This step unlocks almost everything else. Your bank account application, your health insurance enrollment, your employer’s HR records — all of them will ask for your registered address in Japan.
Day 3–4: Health insurance and pension enrollment
If your employer provides shakai hoken (社会保険 — the employee social insurance package), they will typically handle enrollment. Confirm with HR that this is in process. If you are in a situation where you need to enroll independently, visit your ward office to sign up for kokumin kenko hoken (国民健康保険, national health insurance).
Day 4–5: My Number Card
You will receive a My Number notification slip at your registered address, usually within a few weeks. However, you can apply for the physical My Number Card (マイナンバーカード) at the ward office. This card is increasingly important for tax procedures, some banking processes, and digital government services. Apply early — processing takes a few weeks.
Day 6–7: Phone and transport
A Japanese phone number is practically necessary. Most major carriers (Docomo, SoftBank, au) and MVNOs (IIJmio, Rakuten Mobile) will set you up with a residence card and a Japanese bank account or credit card. Some MVNOs allow initial setup with a foreign card while your Japanese account is pending.
Get a Suica or Pasmo card for train travel if you are in the Kanto area, or an ICOCA card in Kansai. These are rechargeable IC cards that work across most train networks and increasingly in convenience stores.
Bank + salary setup
Opening a Japanese bank account is one of the more frustrating early tasks, but it is non-negotiable if your salary is being paid in Japan.
Which bank to choose
Japan Post Bank (ゆうちょ銀行) is often the most accessible for new arrivals — post offices are everywhere, and they are generally accustomed to foreign customers. Shinsei Bank and Sony Bank are also foreigner-friendly with English interfaces. For major banks like MUFG, SMBC, or Mizuho, requirements vary by branch and the experience can be inconsistent.
What you typically need to open an account:
- Residence card (with registered address)
- Passport
- Hanko (many banks still require one — see below)

> _Directions_:
1 - Do these statements agree with the guide to settling in Japan? (a) The physical My Number Card can be applied for at the ward office. (b) An ICOCA card is the one to get in the Kanto area. (c) Sony Bank is described as foreigner-friendly with English interfaces. Answer each with yes or no and quote the words of the guide that decide it.
2 - Can you rewrite the stretch of the guide to settling in Japan from "Bank + salary" through "(with registered address)", swapping "frustrating" for "tedious"?
3 - Which three major carriers does the guide to settling in Japan name?

> _Stored data_:
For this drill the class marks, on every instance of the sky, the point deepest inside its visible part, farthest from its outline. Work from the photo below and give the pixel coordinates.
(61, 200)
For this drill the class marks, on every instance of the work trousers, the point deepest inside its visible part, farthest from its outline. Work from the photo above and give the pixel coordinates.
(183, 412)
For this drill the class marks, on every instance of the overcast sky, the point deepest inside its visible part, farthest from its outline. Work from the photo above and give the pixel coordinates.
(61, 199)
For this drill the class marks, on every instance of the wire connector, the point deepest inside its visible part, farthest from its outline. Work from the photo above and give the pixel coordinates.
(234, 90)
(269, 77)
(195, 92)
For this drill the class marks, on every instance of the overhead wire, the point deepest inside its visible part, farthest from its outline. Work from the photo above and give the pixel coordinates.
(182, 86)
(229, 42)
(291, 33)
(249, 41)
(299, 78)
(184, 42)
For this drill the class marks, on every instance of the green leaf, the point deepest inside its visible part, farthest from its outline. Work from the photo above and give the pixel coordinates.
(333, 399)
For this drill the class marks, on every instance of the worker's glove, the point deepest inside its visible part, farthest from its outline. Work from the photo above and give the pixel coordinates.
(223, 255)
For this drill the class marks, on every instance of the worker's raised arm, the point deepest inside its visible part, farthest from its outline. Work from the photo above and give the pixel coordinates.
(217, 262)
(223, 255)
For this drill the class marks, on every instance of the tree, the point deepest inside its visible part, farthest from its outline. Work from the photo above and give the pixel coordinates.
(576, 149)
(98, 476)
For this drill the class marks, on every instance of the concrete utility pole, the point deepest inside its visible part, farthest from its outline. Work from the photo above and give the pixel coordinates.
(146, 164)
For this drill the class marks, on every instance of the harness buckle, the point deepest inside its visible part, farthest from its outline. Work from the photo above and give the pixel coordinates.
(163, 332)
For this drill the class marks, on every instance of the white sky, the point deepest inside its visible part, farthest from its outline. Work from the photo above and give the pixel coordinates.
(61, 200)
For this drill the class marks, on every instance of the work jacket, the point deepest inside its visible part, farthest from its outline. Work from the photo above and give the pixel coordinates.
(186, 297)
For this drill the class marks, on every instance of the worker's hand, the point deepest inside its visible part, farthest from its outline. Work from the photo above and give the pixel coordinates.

> _Results for the exercise_:
1 -
(a) Yes: "you can apply for the physical My Number Card (マイナンバーカード) at the ward office."
(b) No: "Get a Suica or Pasmo card for train travel if you are in the Kanto area, or an ICOCA card in Kansai."
(c) Yes: "Shinsei Bank and Sony Bank are also foreigner-friendly with English interfaces."

2 -
Bank + salary setup
Opening a Japanese bank account is one of the more tedious early tasks, but it is non-negotiable if your salary is being paid in Japan.
Which bank to choose
Japan Post Bank (ゆうちょ銀行) is often the most accessible for new arrivals — post offices are everywhere, and they are generally accustomed to foreign customers. Shinsei Bank and Sony Bank are also foreigner-friendly with English interfaces. For major banks like MUFG, SMBC, or Mizuho, requirements vary by branch and the experience can be inconsistent.
What you typically need to open an account:
- Residence card (with registered address)

3 - Docomo, SoftBank, and au.